▶ **Page**:
☆ ☆ ☆ ☆
Les élémens capables d’une action immédiate servirent aussitôt à constituer une armée. Il n’y avait pas à délibérer où on la réunirait. Dès le commencement de la guerre, le camp de Châlons avait été destiné à recevoir nos réserves. Les installations permanentes permettaient d’y concentrer une armée ; des approvisionnemens considérables s’y trouvaient rassemblés ; enfin une quarantaine de mille hommes y étaient déjà établis. Ils étaient de valeur fort inégale : les 18 000 mobiles de la Seine, qu’on avait expédiés au camp pour débarrasser Paris de cette troupe révolutionnaire, donnaient l’exemple de l’indiscipline ; les troupes de ligne et l’infanterie de marine étaient bonnes. C’est sur Châlons que Mac-Mahon et de Failly ramenaient leurs corps pour se refaire. C’est donc là que Montauban dirigea les renforts dont il pouvait disposer. Il fit embarquer et transporter par les voies ferrées, de Belfort à Paris et de Paris à Châlons, le 7e corps. Grâce à cette activité, Mac-Mahon put réparer les pertes subies par son corps d’armée, de Failly et Douay compléter leurs effectifs, et le 12e corps se former. L’ensemble, le 20 août, dépassait 120 000 hommes. En même temps s’organisait à Paris, sous les ordres de Vinoy, un 13e corps qui, moins de quinze jours après, allait compter 40 000 hommes. Un 14e avait déjà son chef, le général Renault, et un commencement d’existence. En même temps se poursuivait partout l’organisation de la garde mobile, les 100 000 mobiles qui avaient déjà leurs cadres étaient amenés à Paris pour y former la garnison de la place et recevoir, avant un siège possible, un commencement d’éducation militaire. Enfin, en prévision de ce siège, l’armement de la place et la construction de nouveaux ouvrages, que la sécurité du dernier cabinet n’avait pas préparés, étaient entrepris, et le ministre du commerce, grâce à des achats de blés, de farines, de viandes conservées et de troupeaux sur pied, assurait pour deux mois d’investissement l’alimentation de la capitale.


III

Ces mesures ne paraissaient pas suffisantes à un parti fort par le nombre, habile dans la propagande, déjà maître des grandes villes, et grandi de nos malheurs mêmes. Les républicains ne pouvaient être rassurés ni satisfaits, sinon par un bouleversement des institutions militaires et des institutions politiques.
☆ ☆ ☆ ☆
▶ **Matériel fourni**:
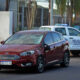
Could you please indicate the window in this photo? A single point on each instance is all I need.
(56, 37)
(48, 39)
(61, 30)
(25, 38)
(73, 32)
☆ ☆ ☆ ☆
▶ **Petit exercice 1**:
Répondez à ces questions d'après le texte sur le camp de Châlons.
(a) Combien de mobiles de la Seine avait-on expédiés au camp ?
(b) Sous les ordres de qui s'organisait à Paris le 13e corps ?
(c) Pour combien de temps d'investissement le ministre du commerce assurait-il l'alimentation de la capitale ?
▶ **Petit exercice 2**: Selon le texte sur le camp de Châlons, pourquoi n'y avait-il pas à délibérer sur le lieu de réunion de l'armée ?
▶ **Petit exercice 3**: Prolongez le texte sur le camp de Châlons à partir de sa dernière phrase.
Le matériel fourni n'a aucun rapport avec le texte sur le camp de Châlons.

▶ **Bonne réponse 1**:
(a) 18 000 mobiles.
(b) Sous les ordres de Vinoy.
(c) Pour deux mois.

▶ **Bonne réponse 2**: Dès le commencement de la guerre, le camp de Châlons était destiné à recevoir les réserves. Ses installations permanentes permettaient d'y concentrer une armée, des approvisionnements considérables y étaient rassemblés et une quarantaine de mille hommes y étaient déjà établis.

▶ **Bonne réponse 3**:
L’empire avait toujours pensé que l’instrument le plus parfait de la force nationale est une armée de soldats voués entièrement à leur métier, dressés par un long apprentissage, et préservés de la mollesse ambiante par le célibat, la vie de caserne, un esprit et un honneur particuliers. Il ne croyait pas que des hommes asservis aux sollicitudes de la famille, engagés dans les intérêts d’une profession civile, faits aux habitudes d’une vie sédentaire et alourdis par l’âge pussent devenir des soldats. Jamais il n’avait pris au sérieux les milices. Il considérait la garde nationale comme une institution de parade, destinée à satisfaire le goût de l’uniforme que la bourgeoisie cumulait avec l’antipathie pour les devoirs militaires. Il lui reconnaissait seulement une importance aux jours d’émeutes : non qu’il fallût compter sur elle pour les vaincre ; mais quand elle se rangeait du côté de l’armée, elle donnait à croire aux soldats qu’ils étaient d’accord avec l’opinion publique et les libérait de l’incertitude qui, dans les troubles civils, fait le plus souvent l’impuissance des troupes. Par suite, elle n’existait guère que dans les grandes villes, se composait d’hommes que le gouvernement croyait sûrs, et était soumise à des chefs choisis par lui. A Paris, elle comptait 60 000 hommes, dont le service ordinaire se bornait à fournir durant la journée deux postes : l’un à l’Hôtel de Ville, l’autre à l’état-major, place Vendôme.

C’était au contraire pour le parti démocratique un dogme que la force d’une nation n’est pas dans les armées de métier, et que, pour avoir un soldat, il suffit d’armer le citoyen. Ce parti n’avait cessé d’opposer le système des milices à celui des troupes permanentes, l’enthousiasme patriotique à l’obéissance passive, de soutenir que les hommes les plus mêlés à la vie sociale par les liens de famille et d’intérêts sont les plus engagés à défendre la sûreté de la patrie, les plus aptes, par conséquent, à discerner parmi leurs pairs les hommes capables de commander.

Les républicains ne répudiaient pas seulement les institutions militaires de l’empire, mais encore, mais surtout l’empire. Vaincus par lui au 2 décembre, ils l’avaient de ce jour même et à jamais condamné. Ni ses actes, ni ses succès, ni sa durée, n’avaient prise sur cette sentence qui jugeait sur l’origine. Ils savaient d’avance que, sorti de lui, tout serait également illégitime et funeste : ils attendaient que les événemens leur donnassent raison aux yeux de tous, et durant les années où grandissait l’empire, laissaient grandir leur haine : elle ne devait mourir qu’avec lui. Aux jours de victoires et de prestige, ces principes, dont la rigueur consistait à ne tenir nul compte des faits, passaient pour l’aveuglement de la haine. Les revers de 1870 donnaient prise à la fois aux contempteurs de l’armée et de l’empire : bien que les républicains, comme presque tous les Français, eussent été surpris par ces défaites, l’inflexibilité de leur attitude leur prêta l’apparence d’avoir seuls prévu l’événement, et leur crédit, se mesurant à nos malheurs, devint un danger pour le régime.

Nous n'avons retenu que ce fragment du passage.